### Document section ###

In most cases, the dark circles under the eyes are blood vessels that can be seen through the skin. The skin around the eyelids (periorbital skin) is the thinnest skin in the body (around 0.5 mm thick compared with 2 mm in other areas). Like varicose veins, dark circles under the eyes are usually an inherited trait. When blood passes through the large veins close to the surface of the skin, it can produce a bluish tint. The more transparent the skin—also an inherited trait—the darker the circles appear. In people with a deep-set bone structure, shadowing can also contribute to the dark color under the eyes.
Allergies, asthma, and eczema
Any condition that causes the eyes to itch can contribute to darker circles due to rubbing or scratching the skin around them. Hay fever sufferers in particular will notice under-eye “smudges” during the height of the allergy season. Some food allergies can also cause the area under the eyes to appear darker.
Any medications that cause blood vessels to dilate can cause circles under the eyes to darken. Because the skin under the eyes is very delicate, any increased blood flow shows through the skin.
The lack of nutrients in the diet, or the lack of a balanced diet, can contribute to the discoloration of the area under the eyes. It is believed that a lack of mineral iron can cause dark circles as well. Iron deficiency is the most common type of anemia and this condition is a sign that not enough oxygen is getting to the body tissues.
The skin can also become more pale during pregnancy and menstruation (due to lack of iron), allowing the underlying veins under the eyes to become more visible.
A lack of sleep or excessive tiredness can cause paleness of the skin, allowing the blood underneath the skin to become more visible and appear bluer or darker.
Dark circles under eyes can be symptom of liver disease.

### Information shown ###

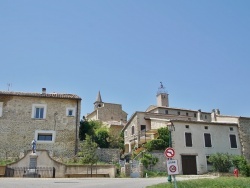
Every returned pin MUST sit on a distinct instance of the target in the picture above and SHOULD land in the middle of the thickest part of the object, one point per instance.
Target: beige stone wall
(17, 127)
(108, 155)
(111, 112)
(244, 129)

###

• About this task
According to the text on dark circles under the eyes, about how thick is the skin around the eyelids?

• Final answer
Around 0.5 mm thick.